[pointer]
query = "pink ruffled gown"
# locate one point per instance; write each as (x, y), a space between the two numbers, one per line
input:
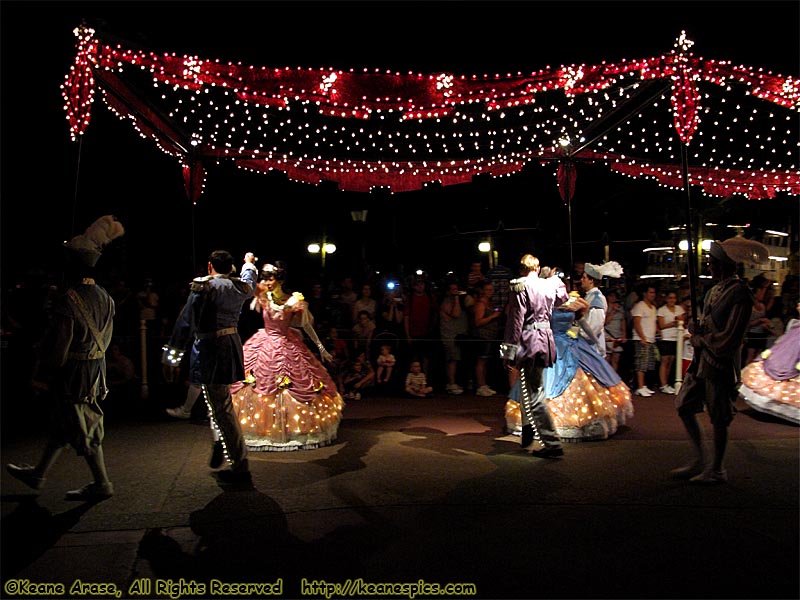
(293, 404)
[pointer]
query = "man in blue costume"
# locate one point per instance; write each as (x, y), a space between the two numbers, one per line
(209, 322)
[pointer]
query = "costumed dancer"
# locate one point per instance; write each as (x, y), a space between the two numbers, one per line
(771, 383)
(587, 398)
(712, 381)
(288, 401)
(530, 348)
(208, 323)
(71, 366)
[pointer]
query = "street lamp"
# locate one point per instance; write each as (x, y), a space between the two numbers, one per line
(322, 248)
(486, 248)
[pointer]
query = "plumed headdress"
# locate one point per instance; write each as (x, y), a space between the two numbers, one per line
(277, 270)
(87, 247)
(739, 250)
(608, 269)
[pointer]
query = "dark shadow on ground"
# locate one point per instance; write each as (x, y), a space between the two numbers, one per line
(30, 530)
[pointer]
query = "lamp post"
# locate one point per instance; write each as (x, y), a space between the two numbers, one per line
(322, 248)
(487, 248)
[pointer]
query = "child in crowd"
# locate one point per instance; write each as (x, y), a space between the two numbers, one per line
(359, 375)
(416, 382)
(386, 362)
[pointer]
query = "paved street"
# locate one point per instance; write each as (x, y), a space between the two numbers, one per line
(413, 490)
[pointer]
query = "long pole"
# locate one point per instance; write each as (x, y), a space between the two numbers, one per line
(692, 274)
(568, 198)
(75, 191)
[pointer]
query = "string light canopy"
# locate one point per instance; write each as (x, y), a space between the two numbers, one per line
(368, 130)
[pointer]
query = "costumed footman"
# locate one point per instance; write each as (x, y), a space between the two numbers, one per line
(594, 321)
(71, 365)
(530, 347)
(208, 324)
(713, 378)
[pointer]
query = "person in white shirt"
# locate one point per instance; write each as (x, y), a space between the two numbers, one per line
(668, 318)
(643, 316)
(594, 321)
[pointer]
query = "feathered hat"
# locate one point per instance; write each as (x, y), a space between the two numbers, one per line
(608, 269)
(739, 250)
(87, 247)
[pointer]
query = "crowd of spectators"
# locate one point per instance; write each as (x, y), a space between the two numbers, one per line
(415, 318)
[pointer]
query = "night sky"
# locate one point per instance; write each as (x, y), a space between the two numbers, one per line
(51, 190)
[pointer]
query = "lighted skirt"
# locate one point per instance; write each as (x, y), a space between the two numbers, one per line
(293, 404)
(585, 411)
(772, 385)
(586, 397)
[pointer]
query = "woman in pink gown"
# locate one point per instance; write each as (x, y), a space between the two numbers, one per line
(288, 400)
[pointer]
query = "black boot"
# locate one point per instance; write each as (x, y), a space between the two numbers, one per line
(217, 454)
(527, 436)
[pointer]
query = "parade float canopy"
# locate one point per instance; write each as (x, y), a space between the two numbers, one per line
(368, 130)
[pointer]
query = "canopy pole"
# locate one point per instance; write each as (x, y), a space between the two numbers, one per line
(692, 274)
(568, 198)
(75, 190)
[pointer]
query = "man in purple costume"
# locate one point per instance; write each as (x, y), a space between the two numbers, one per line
(529, 345)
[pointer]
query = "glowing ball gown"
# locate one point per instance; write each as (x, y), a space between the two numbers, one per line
(586, 397)
(288, 400)
(771, 384)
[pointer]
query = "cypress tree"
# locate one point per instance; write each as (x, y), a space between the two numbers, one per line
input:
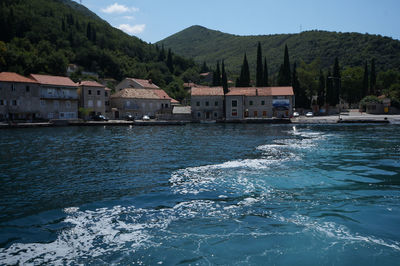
(259, 69)
(321, 89)
(217, 76)
(245, 73)
(265, 75)
(372, 82)
(170, 64)
(365, 87)
(336, 83)
(224, 81)
(161, 56)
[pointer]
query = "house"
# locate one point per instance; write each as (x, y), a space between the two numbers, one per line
(136, 83)
(19, 97)
(93, 96)
(140, 101)
(258, 103)
(207, 103)
(58, 97)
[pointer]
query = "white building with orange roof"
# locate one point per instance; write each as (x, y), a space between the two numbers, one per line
(136, 83)
(19, 97)
(58, 97)
(207, 103)
(259, 102)
(94, 97)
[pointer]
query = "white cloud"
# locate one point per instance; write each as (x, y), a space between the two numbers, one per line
(135, 29)
(117, 8)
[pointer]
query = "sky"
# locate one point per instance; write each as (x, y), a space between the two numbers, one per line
(154, 20)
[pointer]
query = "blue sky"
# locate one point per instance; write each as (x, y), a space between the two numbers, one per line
(154, 20)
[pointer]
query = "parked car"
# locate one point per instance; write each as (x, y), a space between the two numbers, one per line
(100, 118)
(309, 114)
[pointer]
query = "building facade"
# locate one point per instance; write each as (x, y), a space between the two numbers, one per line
(207, 103)
(140, 102)
(136, 83)
(19, 97)
(258, 103)
(58, 97)
(94, 97)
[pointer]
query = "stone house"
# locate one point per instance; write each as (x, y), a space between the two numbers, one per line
(136, 83)
(19, 97)
(58, 97)
(93, 96)
(258, 103)
(140, 102)
(207, 103)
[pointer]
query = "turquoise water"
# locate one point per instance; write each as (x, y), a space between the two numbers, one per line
(201, 195)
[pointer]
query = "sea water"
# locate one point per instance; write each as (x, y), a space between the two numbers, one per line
(201, 195)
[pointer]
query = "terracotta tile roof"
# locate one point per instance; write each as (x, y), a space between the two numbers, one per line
(262, 91)
(54, 80)
(143, 94)
(90, 83)
(145, 83)
(14, 77)
(207, 91)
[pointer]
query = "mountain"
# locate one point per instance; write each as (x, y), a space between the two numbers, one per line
(352, 49)
(44, 36)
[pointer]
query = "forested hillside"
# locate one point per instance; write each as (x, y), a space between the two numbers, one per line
(44, 36)
(352, 49)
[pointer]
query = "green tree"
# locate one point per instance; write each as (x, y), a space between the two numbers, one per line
(244, 79)
(259, 70)
(224, 79)
(170, 63)
(372, 82)
(321, 89)
(265, 75)
(217, 76)
(336, 83)
(364, 91)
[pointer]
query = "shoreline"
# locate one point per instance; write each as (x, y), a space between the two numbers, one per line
(335, 119)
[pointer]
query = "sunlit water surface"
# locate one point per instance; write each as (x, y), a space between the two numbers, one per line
(200, 195)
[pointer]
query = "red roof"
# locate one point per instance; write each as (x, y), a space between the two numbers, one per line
(14, 77)
(207, 91)
(261, 91)
(90, 83)
(145, 83)
(54, 80)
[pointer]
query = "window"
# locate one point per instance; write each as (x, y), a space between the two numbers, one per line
(234, 112)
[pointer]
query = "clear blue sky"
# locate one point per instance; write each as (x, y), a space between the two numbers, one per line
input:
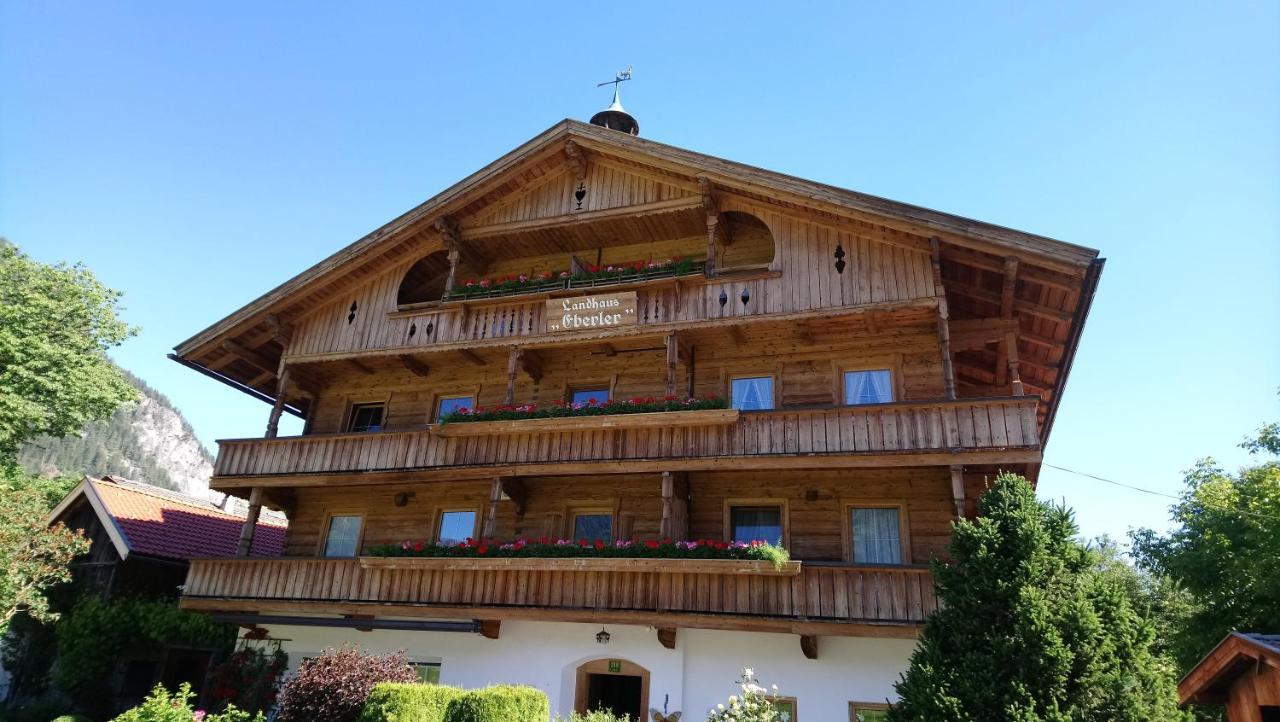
(196, 155)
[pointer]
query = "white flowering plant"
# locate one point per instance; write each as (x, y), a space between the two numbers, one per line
(753, 704)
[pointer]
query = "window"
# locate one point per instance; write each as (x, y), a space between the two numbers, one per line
(752, 393)
(595, 396)
(877, 535)
(366, 417)
(343, 538)
(456, 526)
(428, 672)
(785, 707)
(874, 385)
(593, 526)
(755, 524)
(867, 712)
(449, 403)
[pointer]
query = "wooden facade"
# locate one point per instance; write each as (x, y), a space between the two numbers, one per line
(794, 282)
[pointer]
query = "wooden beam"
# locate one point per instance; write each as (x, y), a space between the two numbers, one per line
(490, 520)
(575, 159)
(516, 490)
(949, 375)
(809, 645)
(250, 526)
(489, 629)
(251, 356)
(672, 342)
(451, 236)
(415, 366)
(273, 421)
(280, 332)
(712, 209)
(1006, 311)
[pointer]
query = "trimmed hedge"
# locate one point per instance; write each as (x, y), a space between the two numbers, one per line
(408, 702)
(501, 703)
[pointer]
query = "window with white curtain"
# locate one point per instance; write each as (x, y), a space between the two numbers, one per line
(755, 524)
(877, 535)
(752, 393)
(343, 538)
(873, 385)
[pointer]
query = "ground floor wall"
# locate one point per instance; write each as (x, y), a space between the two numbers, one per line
(693, 677)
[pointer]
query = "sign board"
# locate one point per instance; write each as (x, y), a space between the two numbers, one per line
(592, 312)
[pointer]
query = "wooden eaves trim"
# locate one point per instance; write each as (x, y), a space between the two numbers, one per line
(88, 492)
(954, 229)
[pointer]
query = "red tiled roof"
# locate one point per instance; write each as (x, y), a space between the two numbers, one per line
(159, 522)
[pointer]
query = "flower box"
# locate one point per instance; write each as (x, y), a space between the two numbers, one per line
(585, 565)
(590, 423)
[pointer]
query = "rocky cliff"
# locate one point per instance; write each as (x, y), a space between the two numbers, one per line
(147, 442)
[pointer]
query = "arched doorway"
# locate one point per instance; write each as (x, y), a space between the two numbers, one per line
(613, 684)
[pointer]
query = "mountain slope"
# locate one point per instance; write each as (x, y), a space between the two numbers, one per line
(149, 442)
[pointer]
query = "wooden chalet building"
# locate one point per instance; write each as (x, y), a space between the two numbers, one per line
(882, 362)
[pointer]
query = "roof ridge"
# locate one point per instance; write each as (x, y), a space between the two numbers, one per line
(173, 497)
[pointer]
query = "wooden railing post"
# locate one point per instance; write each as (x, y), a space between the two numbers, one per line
(273, 421)
(1014, 377)
(255, 508)
(949, 377)
(512, 369)
(672, 357)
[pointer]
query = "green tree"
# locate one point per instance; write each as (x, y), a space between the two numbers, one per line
(1031, 627)
(56, 324)
(1224, 548)
(32, 554)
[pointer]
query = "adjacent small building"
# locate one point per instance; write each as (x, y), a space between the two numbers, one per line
(1242, 673)
(142, 538)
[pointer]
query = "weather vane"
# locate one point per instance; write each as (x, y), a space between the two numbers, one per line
(621, 77)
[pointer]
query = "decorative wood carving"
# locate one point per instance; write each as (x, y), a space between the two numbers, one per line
(809, 645)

..............................

TASK DETAILS: If a line of the entries above holds the word "facade", count it; report only how many such lines there are.

OUTPUT OF THE EXERCISE: 2